▶ [Source records]
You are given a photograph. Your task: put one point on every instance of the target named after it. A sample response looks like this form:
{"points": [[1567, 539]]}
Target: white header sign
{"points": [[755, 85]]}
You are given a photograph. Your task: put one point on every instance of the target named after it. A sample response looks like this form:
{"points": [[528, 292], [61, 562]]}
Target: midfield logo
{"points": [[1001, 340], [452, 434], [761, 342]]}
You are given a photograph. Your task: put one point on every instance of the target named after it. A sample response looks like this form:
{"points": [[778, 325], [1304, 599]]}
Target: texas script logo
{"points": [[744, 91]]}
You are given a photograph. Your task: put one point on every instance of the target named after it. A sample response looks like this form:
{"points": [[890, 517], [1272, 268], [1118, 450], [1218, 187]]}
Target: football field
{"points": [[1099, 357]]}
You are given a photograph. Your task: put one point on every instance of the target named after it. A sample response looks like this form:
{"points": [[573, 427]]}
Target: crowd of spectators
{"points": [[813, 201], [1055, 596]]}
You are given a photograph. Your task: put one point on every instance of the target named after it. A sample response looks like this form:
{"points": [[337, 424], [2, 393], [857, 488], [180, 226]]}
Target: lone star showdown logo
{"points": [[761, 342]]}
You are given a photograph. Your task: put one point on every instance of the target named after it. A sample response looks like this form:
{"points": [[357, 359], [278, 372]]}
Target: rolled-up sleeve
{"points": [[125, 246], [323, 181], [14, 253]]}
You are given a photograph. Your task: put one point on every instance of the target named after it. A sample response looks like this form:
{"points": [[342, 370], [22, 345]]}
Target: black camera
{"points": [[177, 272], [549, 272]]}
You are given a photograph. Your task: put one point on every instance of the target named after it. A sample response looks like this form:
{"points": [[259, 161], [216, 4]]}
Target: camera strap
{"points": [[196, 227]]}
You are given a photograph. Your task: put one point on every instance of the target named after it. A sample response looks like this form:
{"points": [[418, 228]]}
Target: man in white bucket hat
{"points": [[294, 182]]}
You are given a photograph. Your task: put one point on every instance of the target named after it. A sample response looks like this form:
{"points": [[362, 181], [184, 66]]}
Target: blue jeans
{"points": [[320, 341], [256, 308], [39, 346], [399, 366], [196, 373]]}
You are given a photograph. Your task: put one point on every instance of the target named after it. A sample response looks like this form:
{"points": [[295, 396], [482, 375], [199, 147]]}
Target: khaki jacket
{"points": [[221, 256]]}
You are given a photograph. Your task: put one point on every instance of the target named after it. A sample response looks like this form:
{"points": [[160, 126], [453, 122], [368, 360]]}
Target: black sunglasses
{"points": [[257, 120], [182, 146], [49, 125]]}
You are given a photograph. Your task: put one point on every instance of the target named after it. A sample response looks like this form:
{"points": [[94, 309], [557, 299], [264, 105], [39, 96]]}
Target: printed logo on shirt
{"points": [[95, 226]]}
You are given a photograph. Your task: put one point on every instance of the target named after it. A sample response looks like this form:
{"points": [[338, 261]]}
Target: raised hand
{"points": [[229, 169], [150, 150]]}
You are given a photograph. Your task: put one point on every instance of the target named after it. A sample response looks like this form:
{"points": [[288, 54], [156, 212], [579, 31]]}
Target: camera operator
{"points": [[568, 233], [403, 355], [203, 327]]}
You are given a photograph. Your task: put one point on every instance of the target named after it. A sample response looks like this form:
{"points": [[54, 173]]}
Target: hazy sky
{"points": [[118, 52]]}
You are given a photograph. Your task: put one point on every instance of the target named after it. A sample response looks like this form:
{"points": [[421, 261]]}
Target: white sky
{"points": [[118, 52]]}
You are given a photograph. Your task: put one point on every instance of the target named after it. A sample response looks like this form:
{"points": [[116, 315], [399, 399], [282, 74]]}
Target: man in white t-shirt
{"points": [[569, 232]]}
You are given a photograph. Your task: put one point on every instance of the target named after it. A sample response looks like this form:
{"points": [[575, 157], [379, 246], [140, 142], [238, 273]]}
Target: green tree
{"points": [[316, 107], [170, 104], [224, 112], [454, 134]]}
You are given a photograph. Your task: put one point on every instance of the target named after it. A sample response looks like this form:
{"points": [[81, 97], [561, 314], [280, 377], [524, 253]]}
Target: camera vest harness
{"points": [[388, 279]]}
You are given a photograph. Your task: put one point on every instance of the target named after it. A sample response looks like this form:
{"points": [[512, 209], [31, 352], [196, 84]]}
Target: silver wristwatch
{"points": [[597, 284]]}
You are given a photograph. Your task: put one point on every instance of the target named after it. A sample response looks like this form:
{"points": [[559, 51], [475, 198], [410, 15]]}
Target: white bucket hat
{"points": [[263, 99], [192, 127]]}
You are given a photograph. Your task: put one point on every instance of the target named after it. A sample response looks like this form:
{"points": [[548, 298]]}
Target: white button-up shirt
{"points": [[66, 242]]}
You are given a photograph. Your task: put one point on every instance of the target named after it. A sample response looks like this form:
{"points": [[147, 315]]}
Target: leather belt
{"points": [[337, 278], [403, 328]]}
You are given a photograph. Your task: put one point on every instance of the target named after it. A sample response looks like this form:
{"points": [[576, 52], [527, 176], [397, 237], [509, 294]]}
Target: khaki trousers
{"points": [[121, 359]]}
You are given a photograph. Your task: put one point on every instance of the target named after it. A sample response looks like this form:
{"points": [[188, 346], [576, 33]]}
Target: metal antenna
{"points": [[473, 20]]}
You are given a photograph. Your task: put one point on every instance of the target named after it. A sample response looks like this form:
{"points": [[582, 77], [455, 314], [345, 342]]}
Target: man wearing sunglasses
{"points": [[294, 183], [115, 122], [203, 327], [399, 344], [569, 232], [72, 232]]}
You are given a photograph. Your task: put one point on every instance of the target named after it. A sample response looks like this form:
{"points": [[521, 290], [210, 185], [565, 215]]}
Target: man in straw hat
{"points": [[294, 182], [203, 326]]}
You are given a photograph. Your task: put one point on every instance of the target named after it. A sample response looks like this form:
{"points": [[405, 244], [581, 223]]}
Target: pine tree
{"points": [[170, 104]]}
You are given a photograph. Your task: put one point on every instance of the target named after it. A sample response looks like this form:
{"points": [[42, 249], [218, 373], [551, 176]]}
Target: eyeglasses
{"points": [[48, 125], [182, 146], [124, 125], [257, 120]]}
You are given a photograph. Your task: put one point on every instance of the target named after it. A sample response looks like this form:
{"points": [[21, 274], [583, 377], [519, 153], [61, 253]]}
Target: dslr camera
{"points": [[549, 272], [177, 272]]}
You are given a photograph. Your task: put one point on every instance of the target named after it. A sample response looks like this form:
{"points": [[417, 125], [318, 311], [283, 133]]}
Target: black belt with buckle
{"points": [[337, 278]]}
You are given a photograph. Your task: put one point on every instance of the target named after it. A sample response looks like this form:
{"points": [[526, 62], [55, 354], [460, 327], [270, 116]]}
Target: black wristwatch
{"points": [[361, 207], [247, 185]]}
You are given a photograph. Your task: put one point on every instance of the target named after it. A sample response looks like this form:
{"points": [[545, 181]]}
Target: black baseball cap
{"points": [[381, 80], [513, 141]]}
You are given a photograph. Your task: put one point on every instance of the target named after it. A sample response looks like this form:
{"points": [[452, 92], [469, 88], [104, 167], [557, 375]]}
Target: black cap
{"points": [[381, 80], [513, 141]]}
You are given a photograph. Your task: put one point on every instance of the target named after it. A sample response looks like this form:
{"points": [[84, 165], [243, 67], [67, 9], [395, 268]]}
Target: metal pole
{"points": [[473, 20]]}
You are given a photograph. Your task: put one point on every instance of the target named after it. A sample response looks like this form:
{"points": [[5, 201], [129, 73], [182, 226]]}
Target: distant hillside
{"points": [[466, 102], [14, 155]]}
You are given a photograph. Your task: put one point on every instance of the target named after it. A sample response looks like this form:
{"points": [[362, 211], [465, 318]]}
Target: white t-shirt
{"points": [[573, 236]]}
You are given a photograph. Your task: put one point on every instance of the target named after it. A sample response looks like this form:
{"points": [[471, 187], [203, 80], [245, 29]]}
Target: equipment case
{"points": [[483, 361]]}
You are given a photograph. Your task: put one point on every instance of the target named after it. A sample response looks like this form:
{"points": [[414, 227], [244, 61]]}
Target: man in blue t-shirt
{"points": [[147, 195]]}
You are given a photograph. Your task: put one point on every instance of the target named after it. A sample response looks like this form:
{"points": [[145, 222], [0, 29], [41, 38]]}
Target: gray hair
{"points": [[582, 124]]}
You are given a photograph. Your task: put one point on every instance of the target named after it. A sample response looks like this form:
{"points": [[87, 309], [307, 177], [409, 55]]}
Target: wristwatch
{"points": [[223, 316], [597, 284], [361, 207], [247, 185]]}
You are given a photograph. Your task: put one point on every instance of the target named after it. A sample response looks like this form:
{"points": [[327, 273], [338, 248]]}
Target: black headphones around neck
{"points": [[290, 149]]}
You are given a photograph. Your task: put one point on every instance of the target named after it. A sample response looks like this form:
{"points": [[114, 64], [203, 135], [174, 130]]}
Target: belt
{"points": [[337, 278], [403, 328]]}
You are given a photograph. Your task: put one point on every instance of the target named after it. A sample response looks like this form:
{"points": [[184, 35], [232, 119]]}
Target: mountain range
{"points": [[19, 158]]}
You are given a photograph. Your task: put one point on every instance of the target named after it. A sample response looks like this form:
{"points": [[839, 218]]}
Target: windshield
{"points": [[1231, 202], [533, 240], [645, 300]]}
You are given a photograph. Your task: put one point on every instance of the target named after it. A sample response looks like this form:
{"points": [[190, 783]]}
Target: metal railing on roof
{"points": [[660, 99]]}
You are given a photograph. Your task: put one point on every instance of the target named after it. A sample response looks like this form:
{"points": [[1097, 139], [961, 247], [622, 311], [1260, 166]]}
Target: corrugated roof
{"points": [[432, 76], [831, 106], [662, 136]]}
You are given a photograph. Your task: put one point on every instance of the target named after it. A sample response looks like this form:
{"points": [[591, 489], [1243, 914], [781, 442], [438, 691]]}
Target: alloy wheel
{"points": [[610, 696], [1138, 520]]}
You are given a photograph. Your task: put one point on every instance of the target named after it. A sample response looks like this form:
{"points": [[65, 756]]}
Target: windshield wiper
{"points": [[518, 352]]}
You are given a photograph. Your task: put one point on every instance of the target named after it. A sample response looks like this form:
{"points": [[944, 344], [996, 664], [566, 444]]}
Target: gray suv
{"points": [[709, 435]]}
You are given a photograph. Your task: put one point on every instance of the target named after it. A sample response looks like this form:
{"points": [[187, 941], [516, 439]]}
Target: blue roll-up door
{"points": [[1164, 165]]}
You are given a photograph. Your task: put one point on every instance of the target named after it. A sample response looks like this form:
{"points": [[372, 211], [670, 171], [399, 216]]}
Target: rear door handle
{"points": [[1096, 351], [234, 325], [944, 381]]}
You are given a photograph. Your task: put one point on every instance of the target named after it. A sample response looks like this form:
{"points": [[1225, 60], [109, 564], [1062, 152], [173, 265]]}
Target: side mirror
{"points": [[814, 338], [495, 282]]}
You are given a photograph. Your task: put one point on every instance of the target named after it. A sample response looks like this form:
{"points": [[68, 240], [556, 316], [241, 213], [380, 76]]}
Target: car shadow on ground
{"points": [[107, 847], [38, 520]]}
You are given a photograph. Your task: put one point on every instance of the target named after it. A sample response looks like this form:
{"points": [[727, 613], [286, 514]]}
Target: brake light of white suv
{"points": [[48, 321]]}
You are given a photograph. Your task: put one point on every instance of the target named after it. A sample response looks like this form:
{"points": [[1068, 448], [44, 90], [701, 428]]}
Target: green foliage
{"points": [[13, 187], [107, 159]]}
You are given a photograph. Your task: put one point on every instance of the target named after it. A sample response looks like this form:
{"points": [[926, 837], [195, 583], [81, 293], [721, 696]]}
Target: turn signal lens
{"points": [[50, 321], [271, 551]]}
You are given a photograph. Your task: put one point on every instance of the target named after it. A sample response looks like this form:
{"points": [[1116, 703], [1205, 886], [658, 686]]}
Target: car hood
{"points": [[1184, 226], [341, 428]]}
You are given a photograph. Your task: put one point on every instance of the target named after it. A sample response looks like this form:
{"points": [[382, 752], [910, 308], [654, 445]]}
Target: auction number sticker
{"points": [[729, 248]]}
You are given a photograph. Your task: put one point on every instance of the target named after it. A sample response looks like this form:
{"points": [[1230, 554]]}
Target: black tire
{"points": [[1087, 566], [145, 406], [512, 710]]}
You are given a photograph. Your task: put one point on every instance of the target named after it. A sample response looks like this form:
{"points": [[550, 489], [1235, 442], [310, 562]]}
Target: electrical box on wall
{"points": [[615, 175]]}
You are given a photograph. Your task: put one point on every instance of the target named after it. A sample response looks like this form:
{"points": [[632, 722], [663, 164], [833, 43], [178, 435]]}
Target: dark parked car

▶ [Stated goal] Collect each line from the listing above that contains the word "khaki", and copy those lines in full.

▶ [Finished exercise]
Target: khaki jacket
Target: khaki trousers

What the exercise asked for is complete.